(GIVEN EXERCISE): Extract the complete listing and repeat it word for word.

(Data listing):
* START *
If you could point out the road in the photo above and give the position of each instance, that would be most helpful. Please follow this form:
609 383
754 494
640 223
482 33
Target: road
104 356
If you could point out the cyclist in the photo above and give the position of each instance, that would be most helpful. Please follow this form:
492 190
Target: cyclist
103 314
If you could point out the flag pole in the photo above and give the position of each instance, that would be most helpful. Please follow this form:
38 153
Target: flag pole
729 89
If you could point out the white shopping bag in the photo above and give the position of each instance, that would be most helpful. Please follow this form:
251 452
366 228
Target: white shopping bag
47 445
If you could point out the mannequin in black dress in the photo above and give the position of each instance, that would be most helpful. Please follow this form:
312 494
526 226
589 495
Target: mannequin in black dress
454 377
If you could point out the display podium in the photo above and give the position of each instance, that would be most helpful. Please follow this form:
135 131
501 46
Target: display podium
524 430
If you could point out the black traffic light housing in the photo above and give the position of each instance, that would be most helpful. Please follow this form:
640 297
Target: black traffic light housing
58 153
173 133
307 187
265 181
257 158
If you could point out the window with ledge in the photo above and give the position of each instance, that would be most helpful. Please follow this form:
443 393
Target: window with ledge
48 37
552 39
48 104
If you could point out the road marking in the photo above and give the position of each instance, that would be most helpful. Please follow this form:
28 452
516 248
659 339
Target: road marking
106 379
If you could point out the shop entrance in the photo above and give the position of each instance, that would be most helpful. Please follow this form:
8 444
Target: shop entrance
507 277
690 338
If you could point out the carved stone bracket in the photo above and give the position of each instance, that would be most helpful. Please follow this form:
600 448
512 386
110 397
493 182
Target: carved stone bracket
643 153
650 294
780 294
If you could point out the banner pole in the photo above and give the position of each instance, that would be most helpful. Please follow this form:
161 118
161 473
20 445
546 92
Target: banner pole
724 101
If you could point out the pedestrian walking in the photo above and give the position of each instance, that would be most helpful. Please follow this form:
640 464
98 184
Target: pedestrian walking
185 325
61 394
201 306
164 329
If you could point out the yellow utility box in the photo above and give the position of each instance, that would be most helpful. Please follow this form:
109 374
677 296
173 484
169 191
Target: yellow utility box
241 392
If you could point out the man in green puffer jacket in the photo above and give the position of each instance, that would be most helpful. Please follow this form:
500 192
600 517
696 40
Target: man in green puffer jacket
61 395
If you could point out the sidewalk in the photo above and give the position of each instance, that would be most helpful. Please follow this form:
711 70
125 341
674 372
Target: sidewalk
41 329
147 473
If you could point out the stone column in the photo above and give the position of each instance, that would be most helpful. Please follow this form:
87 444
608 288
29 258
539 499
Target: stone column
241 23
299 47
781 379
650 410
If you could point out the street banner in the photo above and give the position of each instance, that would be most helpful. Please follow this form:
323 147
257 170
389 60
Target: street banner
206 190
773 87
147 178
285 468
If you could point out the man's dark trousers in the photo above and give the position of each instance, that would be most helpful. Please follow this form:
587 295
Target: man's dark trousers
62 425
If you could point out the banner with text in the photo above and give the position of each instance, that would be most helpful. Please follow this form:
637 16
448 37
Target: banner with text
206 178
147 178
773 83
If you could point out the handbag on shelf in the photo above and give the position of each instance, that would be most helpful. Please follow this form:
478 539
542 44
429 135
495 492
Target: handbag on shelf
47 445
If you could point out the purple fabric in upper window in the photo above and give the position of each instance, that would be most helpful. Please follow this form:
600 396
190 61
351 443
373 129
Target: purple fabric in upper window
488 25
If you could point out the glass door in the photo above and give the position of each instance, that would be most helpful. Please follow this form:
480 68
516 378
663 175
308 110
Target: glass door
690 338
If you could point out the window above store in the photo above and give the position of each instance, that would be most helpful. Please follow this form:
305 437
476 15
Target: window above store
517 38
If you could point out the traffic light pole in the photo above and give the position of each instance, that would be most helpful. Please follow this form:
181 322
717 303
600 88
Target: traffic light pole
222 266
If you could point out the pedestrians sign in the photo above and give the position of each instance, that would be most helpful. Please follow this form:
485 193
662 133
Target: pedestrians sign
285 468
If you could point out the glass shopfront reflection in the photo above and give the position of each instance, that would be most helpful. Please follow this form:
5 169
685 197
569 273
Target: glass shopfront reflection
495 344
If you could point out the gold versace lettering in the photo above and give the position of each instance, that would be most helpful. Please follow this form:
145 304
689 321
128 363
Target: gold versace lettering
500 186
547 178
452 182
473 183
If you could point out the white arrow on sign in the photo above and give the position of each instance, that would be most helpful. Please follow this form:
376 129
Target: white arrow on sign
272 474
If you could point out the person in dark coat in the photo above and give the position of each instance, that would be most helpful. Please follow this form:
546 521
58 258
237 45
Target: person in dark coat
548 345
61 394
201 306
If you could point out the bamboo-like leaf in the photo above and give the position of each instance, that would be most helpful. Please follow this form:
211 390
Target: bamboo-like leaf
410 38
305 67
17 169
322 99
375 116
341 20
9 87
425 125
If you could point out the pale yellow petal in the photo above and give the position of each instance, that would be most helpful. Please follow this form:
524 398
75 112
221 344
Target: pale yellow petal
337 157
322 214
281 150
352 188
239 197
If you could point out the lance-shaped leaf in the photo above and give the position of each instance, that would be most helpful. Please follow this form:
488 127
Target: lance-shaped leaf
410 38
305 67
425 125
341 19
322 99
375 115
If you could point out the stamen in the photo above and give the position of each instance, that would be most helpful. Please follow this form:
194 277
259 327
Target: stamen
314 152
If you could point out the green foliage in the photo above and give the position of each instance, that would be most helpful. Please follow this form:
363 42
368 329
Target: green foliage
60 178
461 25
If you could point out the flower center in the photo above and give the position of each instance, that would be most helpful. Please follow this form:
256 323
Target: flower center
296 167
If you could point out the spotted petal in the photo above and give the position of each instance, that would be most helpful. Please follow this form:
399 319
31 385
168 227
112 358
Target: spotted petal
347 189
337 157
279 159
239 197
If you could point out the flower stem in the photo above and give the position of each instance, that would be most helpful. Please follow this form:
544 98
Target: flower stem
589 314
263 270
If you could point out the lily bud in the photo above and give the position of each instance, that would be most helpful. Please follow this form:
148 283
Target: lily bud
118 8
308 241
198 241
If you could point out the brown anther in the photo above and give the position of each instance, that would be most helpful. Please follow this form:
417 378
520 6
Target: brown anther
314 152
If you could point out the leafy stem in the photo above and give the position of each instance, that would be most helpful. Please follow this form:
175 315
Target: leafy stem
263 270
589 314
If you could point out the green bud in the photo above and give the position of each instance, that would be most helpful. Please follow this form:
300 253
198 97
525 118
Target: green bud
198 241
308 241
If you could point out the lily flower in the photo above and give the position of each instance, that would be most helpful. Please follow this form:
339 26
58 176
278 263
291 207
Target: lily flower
* END *
(WRITTEN ANSWER):
If you could point out the road in the photo above and give the position of each instance, that would be most helpful. Please follow this form:
609 383
754 494
640 223
482 33
Target: road
104 356
If you could point out the cyclist in the photo above and give the position of each instance, that would be most helpful. Please follow this form:
492 190
Target: cyclist
103 314
If you could point out the flag pole in the photo above and give the position of each instance, that would be most helpful. Please follow this form:
38 153
Target: flag pole
729 89
If you could point out the white shopping bag in the photo above and give the position of each instance, that would be most helpful. Please follow this form:
251 452
366 228
Target: white shopping bag
47 445
If you could point out the mannequin in black dress in the photo above and give the position of each instance, that would be most helpful. Please follow this form:
312 494
526 226
589 495
Target: mannequin in black dress
454 377
If you could point out the display podium in the photo above and give the position of each instance, that would be most helpful. Please follow this form:
135 131
501 46
Target: display podium
524 430
If you could point out the black traffic light housing in the photo above and give the position of each instance, that would be most helpful. Please follow this form:
640 297
Target: black traffic light housing
58 153
173 133
307 187
265 181
257 158
If you could point out the window with ledge in the photo above and give the position of each instance, that would be most helpful. Please follow this form:
443 393
Target: window with ledge
48 37
552 39
48 104
If you could point out the road marking in the photo above and give the position of each instance, that would be most helpful. Please follow this form:
28 452
516 248
659 339
Target: road marking
106 379
If you could point out the shop entrance in the photo above and give the position of each instance, that would be most helpful. Please follow this form:
8 444
Target: shop entrance
507 277
690 338
If you could point out the carved stone bracket in the photo above and give the position of each instance, that would be most helpful. Please follow this form:
600 448
512 386
110 397
493 182
Target: carved stone bracket
643 153
650 294
780 294
If you could point out the banner pole in the photo above and give the position of each instance, that would be most helpful. Please follow this form:
161 118
161 473
20 445
546 92
Target: banner pole
724 101
If you could point out the pedestrian walking in the photo above and give the position of each instance, that would be most helpful. Please follow this form:
640 464
98 184
Target: pedestrian walking
185 325
61 394
201 306
164 329
If you could point out the yellow utility box in the photo above and give the position of each instance, that would be most helpful. Please follow this form:
109 374
677 296
173 484
169 191
Target: yellow utility box
241 392
If you could point out the man in green puffer jacket in the photo above and give the position of each instance, that would be most helpful. Please follow this form:
500 192
600 517
696 40
Target: man in green puffer jacket
61 395
If you could point out the sidewalk in the photo above and give the position of each instance, that would be most helpful. Please follow this form:
711 70
125 341
674 372
Target: sidewalk
41 329
147 473
If you could point out the stone column in the photo above and give the position of each instance, that would be most helpful. Please follow this form:
87 444
608 288
29 258
539 499
Target: stone column
241 23
299 47
781 379
650 410
If you could point out the street banner in the photo above and give the position of each instance, that would be most helpful. Please follow this form:
323 147
257 170
389 60
Target: street banner
206 190
773 87
147 178
285 468
If you could point out the man's dark trousers in the photo above and give the position of each instance, that would be most helpful. Please follow this form:
587 295
Target: man's dark trousers
62 425
If you could point out the banner with text in the photo above and give the position of each instance, that would be most helpful. Please follow this form:
637 16
448 37
Target: banner with text
206 178
147 178
773 83
If you could point out the handbag on shelf in the photo above and give the position of each instance, that would be most helpful. Please follow this form:
478 539
542 44
429 135
495 492
Target: handbag on shelf
47 445
If you could point out the purple fabric in upper window in the photo above and give the position of each instance, that would be most helpful. Please follow this form:
600 396
190 61
351 443
373 129
Target: purple fabric in upper window
488 25
If you could point out the glass door in the photo above and give the position of each instance, that would be most helpful. Please follow this form:
480 68
516 378
663 175
308 110
Target: glass door
690 338
If you could point out the window above store in the photo above and give the position of each instance, that would be most helpful. Please follow this form:
305 437
476 15
Target: window above store
517 38
If you could point out the traffic light pole in the photo above and give the position of each instance, that would be most helpful. Please follow this form:
181 322
717 303
600 88
Target: traffic light pole
222 266
If you could point out the pedestrians sign in the photo above and give the position of each instance, that would be most helpful. Please follow this form:
485 193
662 133
Target: pedestrians sign
285 468
If you could point out the glass shopfront reflection in the photo above and give the position of each instance, that would be most helpful. Please follow this form:
5 169
685 197
569 273
Target: glass shopfront reflection
495 344
If you could point out the gold versace lettering in the photo above and give the position of each instance, that would be most helpful. Please follow this form:
145 304
689 321
128 363
Target: gold versace lettering
500 186
547 178
452 182
473 183
If you could point out the white arrow on sign in the photo above and give the position of each instance, that would be most helpful. Please follow this form:
376 129
Target: white arrow on sign
272 474
If you could point out the person in dark coat in the photo above and give the position of each instance, that would be most helpful. Please follow this form:
546 521
58 258
237 45
Target: person in dark coat
548 345
61 394
201 306
If you could point out the bamboo-like leaf in the photo above and give the position of each instance, that would be most helpful. Please follow this form:
211 390
Target: bamboo-like leaf
410 38
305 67
17 169
322 99
375 116
341 20
9 87
425 125
If you could point out the pale yellow petal in the photo above and give the position of each instance, that would be most helpful. Please follow this form:
524 398
75 112
221 344
Target: pale yellow petal
337 157
322 214
281 150
352 188
239 197
If you could point out the lance-shaped leaf in the photo above and give the position of each instance, that would be most helpful. Please follow this form:
488 127
Target: lance-shaped leaf
410 38
305 67
425 125
341 19
322 99
375 115
If you could point out the stamen in the photo above and give the position of each instance, that would be most helpful. Please follow this form:
194 277
259 327
Target: stamen
314 152
If you could point out the green foliage in the photo above and give the position of each instance, that would be most helpful. Please follow this form:
363 42
368 329
Target: green foliage
60 178
461 25
If you could point out the flower center in the photo above and give the position of each instance, that would be most helpful. Please follow this form:
256 323
Target: flower center
296 167
If you could point out the spotted petal in the photo above and give the position of each instance, that would be most helpful. Please follow this form:
399 319
31 385
168 227
112 358
Target: spotted petal
347 189
337 157
279 159
239 197
If you could point out the flower stem in the photo above and give the position of each instance, that would be most helpful. Please follow this form:
544 98
Target: flower stem
589 314
263 270
If you could point out the lily bud in the photo above and give the position of each instance, that would be most helpful. Please follow this form:
148 283
Target: lily bud
118 8
308 241
198 241
If you could point out the brown anther in the photo above and give the position of each instance, that would be most helpful. Please follow this form:
417 378
520 6
Target: brown anther
314 152
If you could point out the leafy stem in the photo above and give the position of each instance, that would be most helpful. Please follow this form:
175 315
Target: leafy stem
263 270
589 314
If you could point out the green bud in the photo above and give the position of each instance, that would be most helpful. Please follow this form:
300 253
198 97
525 118
Target: green bud
198 241
308 241
If you could point out the lily flower in the photo above and give the position of each instance, that would be most helpful. Please follow this form:
339 26
58 176
278 263
291 207
Target: lily flower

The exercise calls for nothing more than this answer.